** Record excerpts **
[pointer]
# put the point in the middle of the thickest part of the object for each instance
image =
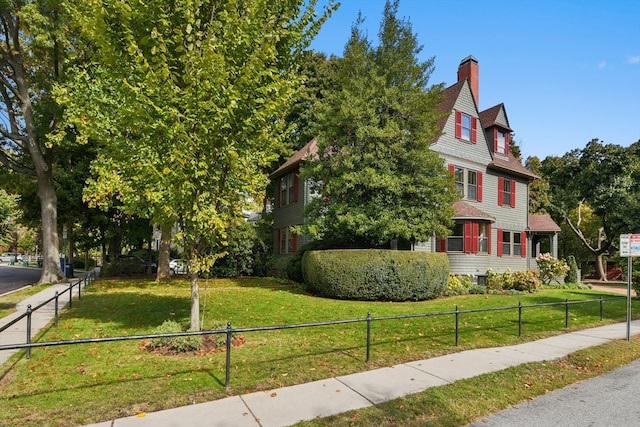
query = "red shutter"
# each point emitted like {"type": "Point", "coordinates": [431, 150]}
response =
{"type": "Point", "coordinates": [513, 193]}
{"type": "Point", "coordinates": [474, 129]}
{"type": "Point", "coordinates": [474, 237]}
{"type": "Point", "coordinates": [468, 238]}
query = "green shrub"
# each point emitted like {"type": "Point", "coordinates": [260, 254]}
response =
{"type": "Point", "coordinates": [521, 281]}
{"type": "Point", "coordinates": [551, 268]}
{"type": "Point", "coordinates": [174, 344]}
{"type": "Point", "coordinates": [375, 275]}
{"type": "Point", "coordinates": [294, 263]}
{"type": "Point", "coordinates": [572, 275]}
{"type": "Point", "coordinates": [458, 285]}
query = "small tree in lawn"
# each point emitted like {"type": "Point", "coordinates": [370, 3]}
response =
{"type": "Point", "coordinates": [188, 100]}
{"type": "Point", "coordinates": [376, 175]}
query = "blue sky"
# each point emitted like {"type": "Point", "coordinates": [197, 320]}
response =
{"type": "Point", "coordinates": [567, 71]}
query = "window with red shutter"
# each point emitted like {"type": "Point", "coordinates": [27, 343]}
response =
{"type": "Point", "coordinates": [513, 193]}
{"type": "Point", "coordinates": [474, 129]}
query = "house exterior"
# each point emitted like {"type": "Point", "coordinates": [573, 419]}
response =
{"type": "Point", "coordinates": [493, 228]}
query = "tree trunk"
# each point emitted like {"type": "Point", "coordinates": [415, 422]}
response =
{"type": "Point", "coordinates": [195, 303]}
{"type": "Point", "coordinates": [164, 274]}
{"type": "Point", "coordinates": [51, 272]}
{"type": "Point", "coordinates": [600, 268]}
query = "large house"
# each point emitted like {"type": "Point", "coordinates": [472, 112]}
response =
{"type": "Point", "coordinates": [493, 228]}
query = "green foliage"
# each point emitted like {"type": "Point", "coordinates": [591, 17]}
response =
{"type": "Point", "coordinates": [378, 178]}
{"type": "Point", "coordinates": [376, 275]}
{"type": "Point", "coordinates": [294, 263]}
{"type": "Point", "coordinates": [519, 281]}
{"type": "Point", "coordinates": [176, 345]}
{"type": "Point", "coordinates": [572, 275]}
{"type": "Point", "coordinates": [458, 285]}
{"type": "Point", "coordinates": [551, 268]}
{"type": "Point", "coordinates": [241, 250]}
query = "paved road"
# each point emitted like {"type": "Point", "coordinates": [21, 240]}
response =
{"type": "Point", "coordinates": [609, 400]}
{"type": "Point", "coordinates": [12, 278]}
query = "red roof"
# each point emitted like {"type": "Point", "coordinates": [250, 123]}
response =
{"type": "Point", "coordinates": [465, 211]}
{"type": "Point", "coordinates": [308, 151]}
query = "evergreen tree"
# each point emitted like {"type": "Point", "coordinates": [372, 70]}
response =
{"type": "Point", "coordinates": [376, 175]}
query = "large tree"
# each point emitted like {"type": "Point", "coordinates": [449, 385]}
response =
{"type": "Point", "coordinates": [377, 176]}
{"type": "Point", "coordinates": [34, 53]}
{"type": "Point", "coordinates": [603, 177]}
{"type": "Point", "coordinates": [188, 100]}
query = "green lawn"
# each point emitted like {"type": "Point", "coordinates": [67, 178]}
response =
{"type": "Point", "coordinates": [81, 384]}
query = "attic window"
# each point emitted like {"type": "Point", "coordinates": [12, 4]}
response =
{"type": "Point", "coordinates": [500, 142]}
{"type": "Point", "coordinates": [466, 127]}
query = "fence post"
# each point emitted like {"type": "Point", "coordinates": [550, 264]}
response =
{"type": "Point", "coordinates": [368, 336]}
{"type": "Point", "coordinates": [227, 375]}
{"type": "Point", "coordinates": [29, 311]}
{"type": "Point", "coordinates": [519, 318]}
{"type": "Point", "coordinates": [457, 323]}
{"type": "Point", "coordinates": [55, 310]}
{"type": "Point", "coordinates": [601, 309]}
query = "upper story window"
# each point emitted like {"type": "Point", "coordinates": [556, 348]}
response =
{"type": "Point", "coordinates": [506, 192]}
{"type": "Point", "coordinates": [287, 241]}
{"type": "Point", "coordinates": [466, 127]}
{"type": "Point", "coordinates": [501, 141]}
{"type": "Point", "coordinates": [471, 237]}
{"type": "Point", "coordinates": [288, 189]}
{"type": "Point", "coordinates": [468, 182]}
{"type": "Point", "coordinates": [512, 243]}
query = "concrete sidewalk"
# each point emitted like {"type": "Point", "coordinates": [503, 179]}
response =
{"type": "Point", "coordinates": [289, 405]}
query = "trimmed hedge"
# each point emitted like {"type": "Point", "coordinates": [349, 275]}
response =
{"type": "Point", "coordinates": [375, 275]}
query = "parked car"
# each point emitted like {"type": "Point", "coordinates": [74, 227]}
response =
{"type": "Point", "coordinates": [11, 256]}
{"type": "Point", "coordinates": [178, 266]}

** What you need to do **
Transcribe every entry word for word, but skip the pictures.

** Solved problem **
[pointer]
# put the point in the middle of the thickest part of the object for each instance
image =
query = "red shutter"
# each point emitted like {"type": "Point", "coordinates": [431, 150]}
response =
{"type": "Point", "coordinates": [513, 193]}
{"type": "Point", "coordinates": [474, 129]}
{"type": "Point", "coordinates": [474, 237]}
{"type": "Point", "coordinates": [468, 238]}
query = "green shrub"
# each point emitted like {"type": "Point", "coordinates": [260, 254]}
response =
{"type": "Point", "coordinates": [521, 281]}
{"type": "Point", "coordinates": [551, 268]}
{"type": "Point", "coordinates": [174, 344]}
{"type": "Point", "coordinates": [375, 275]}
{"type": "Point", "coordinates": [294, 263]}
{"type": "Point", "coordinates": [572, 275]}
{"type": "Point", "coordinates": [458, 285]}
query = "small tree in lawn"
# each point emitted like {"type": "Point", "coordinates": [370, 3]}
response =
{"type": "Point", "coordinates": [188, 100]}
{"type": "Point", "coordinates": [376, 175]}
query = "blue sky"
# each point emitted like {"type": "Point", "coordinates": [197, 320]}
response =
{"type": "Point", "coordinates": [567, 71]}
query = "window with red shutter"
# each point emitted like {"type": "Point", "coordinates": [27, 343]}
response =
{"type": "Point", "coordinates": [513, 193]}
{"type": "Point", "coordinates": [474, 129]}
query = "house exterior"
# each point emitted like {"type": "Point", "coordinates": [573, 419]}
response =
{"type": "Point", "coordinates": [493, 228]}
query = "tree trunk"
# each point emitted like {"type": "Point", "coordinates": [415, 422]}
response =
{"type": "Point", "coordinates": [195, 303]}
{"type": "Point", "coordinates": [164, 274]}
{"type": "Point", "coordinates": [51, 272]}
{"type": "Point", "coordinates": [600, 268]}
query = "large house"
# each point emitted like {"type": "Point", "coordinates": [472, 112]}
response =
{"type": "Point", "coordinates": [493, 228]}
query = "green foliage"
# each point emitted like {"type": "Point", "coordinates": [591, 17]}
response =
{"type": "Point", "coordinates": [378, 178]}
{"type": "Point", "coordinates": [376, 275]}
{"type": "Point", "coordinates": [294, 263]}
{"type": "Point", "coordinates": [519, 281]}
{"type": "Point", "coordinates": [176, 345]}
{"type": "Point", "coordinates": [572, 275]}
{"type": "Point", "coordinates": [458, 285]}
{"type": "Point", "coordinates": [551, 268]}
{"type": "Point", "coordinates": [241, 250]}
query = "paved road"
# each point emitted like {"type": "Point", "coordinates": [21, 240]}
response =
{"type": "Point", "coordinates": [609, 400]}
{"type": "Point", "coordinates": [12, 278]}
query = "red roof"
# each point emitted like {"type": "Point", "coordinates": [250, 123]}
response =
{"type": "Point", "coordinates": [465, 211]}
{"type": "Point", "coordinates": [308, 151]}
query = "evergreen tree"
# each point emitted like {"type": "Point", "coordinates": [372, 70]}
response =
{"type": "Point", "coordinates": [376, 175]}
query = "large tree"
# each point emitted like {"type": "Point", "coordinates": [449, 385]}
response =
{"type": "Point", "coordinates": [377, 176]}
{"type": "Point", "coordinates": [34, 53]}
{"type": "Point", "coordinates": [603, 177]}
{"type": "Point", "coordinates": [188, 100]}
query = "green lawn"
# each point emitted like {"type": "Point", "coordinates": [67, 178]}
response =
{"type": "Point", "coordinates": [81, 384]}
query = "attic window"
# each point emitted like {"type": "Point", "coordinates": [12, 4]}
response =
{"type": "Point", "coordinates": [500, 142]}
{"type": "Point", "coordinates": [466, 127]}
query = "fence post"
# each point emitted like {"type": "Point", "coordinates": [550, 264]}
response =
{"type": "Point", "coordinates": [368, 336]}
{"type": "Point", "coordinates": [227, 375]}
{"type": "Point", "coordinates": [29, 311]}
{"type": "Point", "coordinates": [519, 318]}
{"type": "Point", "coordinates": [457, 323]}
{"type": "Point", "coordinates": [55, 310]}
{"type": "Point", "coordinates": [601, 309]}
query = "upper story window"
# each point emitted like {"type": "Point", "coordinates": [556, 348]}
response =
{"type": "Point", "coordinates": [506, 192]}
{"type": "Point", "coordinates": [287, 241]}
{"type": "Point", "coordinates": [466, 127]}
{"type": "Point", "coordinates": [501, 141]}
{"type": "Point", "coordinates": [471, 237]}
{"type": "Point", "coordinates": [288, 189]}
{"type": "Point", "coordinates": [468, 182]}
{"type": "Point", "coordinates": [512, 243]}
query = "concrete sidewalk"
# each point emitted like {"type": "Point", "coordinates": [503, 179]}
response =
{"type": "Point", "coordinates": [289, 405]}
query = "trimmed hedge"
# each point emitted like {"type": "Point", "coordinates": [349, 275]}
response =
{"type": "Point", "coordinates": [375, 275]}
query = "parked car"
# each point emitted like {"type": "Point", "coordinates": [74, 227]}
response =
{"type": "Point", "coordinates": [11, 256]}
{"type": "Point", "coordinates": [178, 266]}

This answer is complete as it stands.